- **WHAT THIS TASK INVOLVES**:
Copy everything from the line containing "of the wooden" down through the last of the entries below, switching every "wooden" to "oak" and keeping all else unchanged.

[start of RAW DATA]

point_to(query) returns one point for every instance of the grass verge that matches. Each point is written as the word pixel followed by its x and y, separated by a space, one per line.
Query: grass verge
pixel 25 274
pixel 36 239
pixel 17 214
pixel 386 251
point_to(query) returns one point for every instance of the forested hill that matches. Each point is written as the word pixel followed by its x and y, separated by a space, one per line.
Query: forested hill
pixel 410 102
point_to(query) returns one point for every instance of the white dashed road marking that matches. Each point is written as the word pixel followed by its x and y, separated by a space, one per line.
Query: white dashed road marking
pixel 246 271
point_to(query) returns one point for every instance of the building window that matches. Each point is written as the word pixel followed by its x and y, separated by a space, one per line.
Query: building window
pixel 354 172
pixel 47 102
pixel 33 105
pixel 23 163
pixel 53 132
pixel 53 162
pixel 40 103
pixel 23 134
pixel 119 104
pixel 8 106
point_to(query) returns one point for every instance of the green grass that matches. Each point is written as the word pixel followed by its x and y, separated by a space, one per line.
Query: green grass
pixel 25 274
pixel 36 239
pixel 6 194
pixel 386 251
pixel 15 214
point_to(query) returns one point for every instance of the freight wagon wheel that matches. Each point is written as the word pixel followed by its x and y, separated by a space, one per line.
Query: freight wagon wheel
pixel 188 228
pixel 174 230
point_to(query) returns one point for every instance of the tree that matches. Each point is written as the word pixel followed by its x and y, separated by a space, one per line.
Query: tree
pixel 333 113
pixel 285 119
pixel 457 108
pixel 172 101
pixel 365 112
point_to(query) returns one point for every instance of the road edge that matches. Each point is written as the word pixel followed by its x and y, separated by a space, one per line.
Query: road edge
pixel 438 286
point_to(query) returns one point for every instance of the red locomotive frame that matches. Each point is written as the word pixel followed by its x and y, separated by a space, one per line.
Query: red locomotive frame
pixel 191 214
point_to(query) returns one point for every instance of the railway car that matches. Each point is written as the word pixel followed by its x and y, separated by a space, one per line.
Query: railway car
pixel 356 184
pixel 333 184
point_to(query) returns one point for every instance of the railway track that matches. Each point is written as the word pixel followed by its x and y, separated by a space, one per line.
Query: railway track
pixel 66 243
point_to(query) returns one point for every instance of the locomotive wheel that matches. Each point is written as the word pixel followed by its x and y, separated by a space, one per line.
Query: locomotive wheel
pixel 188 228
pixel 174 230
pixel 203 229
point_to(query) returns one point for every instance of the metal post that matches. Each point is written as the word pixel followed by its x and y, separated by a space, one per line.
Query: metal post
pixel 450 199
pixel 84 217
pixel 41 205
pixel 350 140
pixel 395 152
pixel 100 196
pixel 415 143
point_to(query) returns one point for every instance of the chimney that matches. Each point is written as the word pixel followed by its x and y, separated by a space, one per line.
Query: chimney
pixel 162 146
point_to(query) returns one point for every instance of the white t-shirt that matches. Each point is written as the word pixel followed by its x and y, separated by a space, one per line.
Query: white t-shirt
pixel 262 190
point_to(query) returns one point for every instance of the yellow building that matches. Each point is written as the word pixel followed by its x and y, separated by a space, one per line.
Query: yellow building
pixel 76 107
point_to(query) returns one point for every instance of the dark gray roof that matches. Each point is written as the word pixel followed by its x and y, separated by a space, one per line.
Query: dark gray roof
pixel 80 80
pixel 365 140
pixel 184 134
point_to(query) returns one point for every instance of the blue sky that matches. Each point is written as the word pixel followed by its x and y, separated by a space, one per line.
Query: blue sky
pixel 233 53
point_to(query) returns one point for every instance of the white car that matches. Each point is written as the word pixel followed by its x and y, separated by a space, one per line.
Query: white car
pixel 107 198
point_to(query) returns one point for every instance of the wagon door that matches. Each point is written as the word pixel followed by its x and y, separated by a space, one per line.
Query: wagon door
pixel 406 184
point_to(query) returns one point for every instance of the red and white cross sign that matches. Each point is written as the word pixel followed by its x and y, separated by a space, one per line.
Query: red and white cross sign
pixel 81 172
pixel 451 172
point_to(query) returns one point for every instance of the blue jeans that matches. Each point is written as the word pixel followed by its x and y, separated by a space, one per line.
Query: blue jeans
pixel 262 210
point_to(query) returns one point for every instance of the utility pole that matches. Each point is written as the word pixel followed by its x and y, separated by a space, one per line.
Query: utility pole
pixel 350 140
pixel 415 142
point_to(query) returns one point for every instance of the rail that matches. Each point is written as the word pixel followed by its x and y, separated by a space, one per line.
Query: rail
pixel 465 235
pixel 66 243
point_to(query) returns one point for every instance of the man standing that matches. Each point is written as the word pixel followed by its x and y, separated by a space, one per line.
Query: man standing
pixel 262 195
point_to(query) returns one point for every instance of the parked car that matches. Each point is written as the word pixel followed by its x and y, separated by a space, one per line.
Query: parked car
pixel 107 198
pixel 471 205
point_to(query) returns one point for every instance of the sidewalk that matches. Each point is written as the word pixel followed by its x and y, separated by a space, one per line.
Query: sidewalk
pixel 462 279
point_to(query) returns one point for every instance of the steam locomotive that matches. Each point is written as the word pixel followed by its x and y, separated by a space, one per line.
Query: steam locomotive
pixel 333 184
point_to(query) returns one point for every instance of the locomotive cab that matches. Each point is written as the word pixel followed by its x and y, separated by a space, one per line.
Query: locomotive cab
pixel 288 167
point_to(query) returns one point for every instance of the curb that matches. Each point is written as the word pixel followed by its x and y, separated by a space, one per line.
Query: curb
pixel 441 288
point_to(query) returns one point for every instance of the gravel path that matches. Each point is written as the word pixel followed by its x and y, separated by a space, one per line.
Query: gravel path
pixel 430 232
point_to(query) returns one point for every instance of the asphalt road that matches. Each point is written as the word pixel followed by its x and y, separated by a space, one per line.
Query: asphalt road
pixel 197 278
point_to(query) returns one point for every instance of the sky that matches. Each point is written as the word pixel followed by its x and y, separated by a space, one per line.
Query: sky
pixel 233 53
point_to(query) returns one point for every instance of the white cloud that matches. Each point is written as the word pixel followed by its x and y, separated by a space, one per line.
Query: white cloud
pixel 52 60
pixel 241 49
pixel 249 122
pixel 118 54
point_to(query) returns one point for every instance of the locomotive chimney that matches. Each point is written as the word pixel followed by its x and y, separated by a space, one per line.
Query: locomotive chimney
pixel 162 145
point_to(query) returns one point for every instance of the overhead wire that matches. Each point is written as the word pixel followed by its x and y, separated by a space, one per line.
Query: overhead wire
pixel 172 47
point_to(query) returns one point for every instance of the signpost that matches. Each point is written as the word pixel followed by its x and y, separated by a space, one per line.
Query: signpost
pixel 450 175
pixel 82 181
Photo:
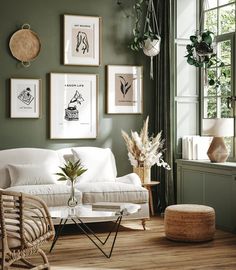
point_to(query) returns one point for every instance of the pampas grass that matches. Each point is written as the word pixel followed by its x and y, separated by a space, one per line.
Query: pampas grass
pixel 145 151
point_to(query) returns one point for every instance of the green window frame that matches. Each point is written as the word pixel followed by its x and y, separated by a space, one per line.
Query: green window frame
pixel 219 16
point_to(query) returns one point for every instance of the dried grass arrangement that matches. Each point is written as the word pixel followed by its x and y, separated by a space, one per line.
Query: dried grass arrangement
pixel 145 151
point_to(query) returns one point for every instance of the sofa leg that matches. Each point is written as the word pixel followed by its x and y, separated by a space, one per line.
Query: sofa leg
pixel 144 223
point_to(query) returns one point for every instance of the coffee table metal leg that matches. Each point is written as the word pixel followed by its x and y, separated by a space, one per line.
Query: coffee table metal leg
pixel 117 225
pixel 58 233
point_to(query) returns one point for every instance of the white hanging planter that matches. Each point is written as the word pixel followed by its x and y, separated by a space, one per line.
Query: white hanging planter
pixel 151 48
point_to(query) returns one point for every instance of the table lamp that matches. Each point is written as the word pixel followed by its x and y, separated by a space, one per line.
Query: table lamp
pixel 218 128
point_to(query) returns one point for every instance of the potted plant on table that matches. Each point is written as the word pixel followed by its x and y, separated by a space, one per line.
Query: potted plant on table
pixel 71 171
pixel 144 152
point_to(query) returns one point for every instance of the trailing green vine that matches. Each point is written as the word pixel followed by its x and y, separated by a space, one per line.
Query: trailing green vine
pixel 200 53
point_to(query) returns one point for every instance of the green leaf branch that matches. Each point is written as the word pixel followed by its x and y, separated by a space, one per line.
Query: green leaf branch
pixel 71 171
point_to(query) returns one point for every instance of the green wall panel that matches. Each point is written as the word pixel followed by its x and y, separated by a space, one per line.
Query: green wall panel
pixel 193 182
pixel 46 18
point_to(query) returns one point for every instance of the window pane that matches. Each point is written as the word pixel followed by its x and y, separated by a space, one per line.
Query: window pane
pixel 224 2
pixel 227 19
pixel 208 89
pixel 210 108
pixel 210 4
pixel 224 51
pixel 225 111
pixel 225 81
pixel 211 21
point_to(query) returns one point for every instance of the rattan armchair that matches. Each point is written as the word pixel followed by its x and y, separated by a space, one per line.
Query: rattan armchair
pixel 25 224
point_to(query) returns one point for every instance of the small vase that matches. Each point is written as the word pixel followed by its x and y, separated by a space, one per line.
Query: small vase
pixel 72 202
pixel 144 173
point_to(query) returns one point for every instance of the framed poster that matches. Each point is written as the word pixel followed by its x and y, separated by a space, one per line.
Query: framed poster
pixel 124 89
pixel 25 98
pixel 81 40
pixel 74 105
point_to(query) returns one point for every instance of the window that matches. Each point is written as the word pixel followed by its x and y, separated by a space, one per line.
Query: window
pixel 219 17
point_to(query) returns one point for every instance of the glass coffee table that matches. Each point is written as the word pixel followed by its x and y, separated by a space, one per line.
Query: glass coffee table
pixel 82 214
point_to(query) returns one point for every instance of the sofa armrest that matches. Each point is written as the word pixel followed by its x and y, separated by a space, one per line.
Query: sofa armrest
pixel 131 178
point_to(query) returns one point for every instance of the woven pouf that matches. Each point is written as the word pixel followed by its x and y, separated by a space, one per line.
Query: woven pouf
pixel 189 222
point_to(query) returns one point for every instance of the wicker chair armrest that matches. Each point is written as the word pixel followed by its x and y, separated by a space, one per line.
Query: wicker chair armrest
pixel 36 218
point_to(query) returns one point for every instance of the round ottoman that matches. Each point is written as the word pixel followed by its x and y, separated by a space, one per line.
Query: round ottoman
pixel 189 222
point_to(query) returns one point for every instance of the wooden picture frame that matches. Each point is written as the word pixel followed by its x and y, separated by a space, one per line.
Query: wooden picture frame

[end of RAW DATA]

- **CORRECT RESPONSE**:
point_to(query) returns one point for every instance of the oak picture frame that matches. Each point is written as the word pixel followed by its x and y, separated by a space, one per line.
Query: oak picture frame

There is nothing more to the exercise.